TASK OBJECTIVE:
Please answer these questions using the passage on Panton's design work:
(a) Which Danish architect did Panton work with in the early '50s?
(b) What three colors are listed as part of his signature blaze of color?
(c) Rather than fine art, what did Panton's graphic sensibility go into?

Why the mixed feelings? Perhaps simple snobbery. There was something lovely about being one of the cognoscenti who kept the memory of Panton's work alive—idle daydreams of eating avocado wedges behind the lights at a London fashion shoot ca. 1968 to the sound of Peggy Moffitt's left nipple teasing a Bolex shutter. There has always been a secret society of Panton admirers who respected his quest for genuinely new ways of living our everyday lives and his innovative use of space-age materials, all of them veneered with a signature blaze of color (the swingingest maraschino-cherry red, fondue-set orange, General Electric green) that emitted just the faintest whiff of camp.

To his credit, Panton, who worked with Danish architect Arne Jacobsen in the early '50s, had little patience for traditional notions of what made a chair a chair or a table a table. One needed a place to put one's bum, but did the object one sat on really require legs? Panton's works hung from ceilings or seemed to sprout from floors and were made of foam or plastic or chromed wire; they resembled very little of what had come before them. Panton lived in an era and place—primarily Scandinavia—where the word “modular” always ended up in the same sentence as the word “future.” And his obsession with bright, bold circles and squares was so consistently mod and merry that one can only wonder if there's been a mistake in classifying his output according to the program and practices of '50s functionalism. That's probably a moot point. His work is strong and alluring regardless of category. Had he chosen to operate solely as an artist, one imagines him faring quite well, perhaps fitting into the niche defined by Bridget Riley, Victor Vasarely, and Yaacov Agam—all of whom, like Panton, are now experiencing reappraisals and revivals. Still, Panton's graphic sensibility funneled itself into fabric design rather than fine art. His textiles, also to be found in the Vitra retrospective, are exquisitely produced and optically exciting and would not look out of place in any current setting. In fact, Panton's influence is everywhere: Anyone who has ever spent time in an airport first-class lounge or hotel lobby built between 1965 and 1980 is probably all too familiar with his signature.

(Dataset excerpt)

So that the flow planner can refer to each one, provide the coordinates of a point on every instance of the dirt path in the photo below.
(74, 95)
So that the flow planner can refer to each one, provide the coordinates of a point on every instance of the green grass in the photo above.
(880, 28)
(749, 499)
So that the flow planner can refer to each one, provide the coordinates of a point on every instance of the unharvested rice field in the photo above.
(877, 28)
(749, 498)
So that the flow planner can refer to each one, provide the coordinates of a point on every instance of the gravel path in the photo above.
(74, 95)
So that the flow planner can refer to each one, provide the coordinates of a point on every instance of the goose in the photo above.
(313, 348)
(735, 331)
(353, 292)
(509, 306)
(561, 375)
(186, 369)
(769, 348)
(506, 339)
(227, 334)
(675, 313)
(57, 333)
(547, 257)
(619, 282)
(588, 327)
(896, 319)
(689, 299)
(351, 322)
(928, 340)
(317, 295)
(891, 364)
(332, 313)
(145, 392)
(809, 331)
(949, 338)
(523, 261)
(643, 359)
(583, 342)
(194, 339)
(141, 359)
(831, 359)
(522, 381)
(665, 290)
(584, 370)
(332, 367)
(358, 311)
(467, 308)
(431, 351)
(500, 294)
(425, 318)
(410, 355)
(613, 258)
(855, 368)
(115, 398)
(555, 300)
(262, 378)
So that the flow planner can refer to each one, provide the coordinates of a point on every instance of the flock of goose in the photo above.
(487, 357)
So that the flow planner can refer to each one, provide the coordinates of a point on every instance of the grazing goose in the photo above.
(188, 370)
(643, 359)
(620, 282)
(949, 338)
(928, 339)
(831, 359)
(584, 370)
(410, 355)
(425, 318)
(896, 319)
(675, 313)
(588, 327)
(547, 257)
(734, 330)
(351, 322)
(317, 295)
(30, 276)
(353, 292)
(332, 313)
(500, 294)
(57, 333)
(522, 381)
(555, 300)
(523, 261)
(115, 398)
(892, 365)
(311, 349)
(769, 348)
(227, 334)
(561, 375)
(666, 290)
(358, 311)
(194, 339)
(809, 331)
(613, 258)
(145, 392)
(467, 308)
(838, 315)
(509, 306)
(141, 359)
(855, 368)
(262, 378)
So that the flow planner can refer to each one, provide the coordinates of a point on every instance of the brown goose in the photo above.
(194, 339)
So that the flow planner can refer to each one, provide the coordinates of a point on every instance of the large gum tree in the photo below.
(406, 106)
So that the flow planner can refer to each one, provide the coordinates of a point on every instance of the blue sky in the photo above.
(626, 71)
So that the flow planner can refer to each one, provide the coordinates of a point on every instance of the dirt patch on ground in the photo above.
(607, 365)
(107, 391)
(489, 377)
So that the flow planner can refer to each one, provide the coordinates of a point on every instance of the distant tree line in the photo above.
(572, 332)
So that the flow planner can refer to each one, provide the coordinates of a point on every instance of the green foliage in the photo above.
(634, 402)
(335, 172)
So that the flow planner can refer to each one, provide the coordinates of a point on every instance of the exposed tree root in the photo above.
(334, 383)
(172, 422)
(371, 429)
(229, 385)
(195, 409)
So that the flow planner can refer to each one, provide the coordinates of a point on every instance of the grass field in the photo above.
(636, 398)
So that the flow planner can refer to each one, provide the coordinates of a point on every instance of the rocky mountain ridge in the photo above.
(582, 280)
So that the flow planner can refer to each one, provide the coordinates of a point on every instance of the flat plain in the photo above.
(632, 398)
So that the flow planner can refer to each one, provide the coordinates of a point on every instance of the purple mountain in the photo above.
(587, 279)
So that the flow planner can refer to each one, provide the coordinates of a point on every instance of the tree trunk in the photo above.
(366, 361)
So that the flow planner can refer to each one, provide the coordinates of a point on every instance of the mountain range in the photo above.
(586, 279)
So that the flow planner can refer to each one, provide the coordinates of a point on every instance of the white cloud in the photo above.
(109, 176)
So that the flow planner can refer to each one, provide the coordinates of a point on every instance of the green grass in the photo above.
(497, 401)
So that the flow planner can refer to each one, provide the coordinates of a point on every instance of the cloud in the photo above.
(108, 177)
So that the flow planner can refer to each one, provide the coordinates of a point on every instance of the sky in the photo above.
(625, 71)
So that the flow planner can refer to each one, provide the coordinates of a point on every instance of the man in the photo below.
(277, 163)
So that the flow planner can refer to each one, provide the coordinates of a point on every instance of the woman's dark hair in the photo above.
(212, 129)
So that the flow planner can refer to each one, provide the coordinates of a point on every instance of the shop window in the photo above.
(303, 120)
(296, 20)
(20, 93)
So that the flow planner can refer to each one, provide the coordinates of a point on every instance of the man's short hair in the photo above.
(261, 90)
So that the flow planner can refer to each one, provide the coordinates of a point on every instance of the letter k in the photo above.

THE REPLY:
(a) Arne Jacobsen
(b) Maraschino-cherry red, fondue-set orange, and General Electric green
(c) Fabric design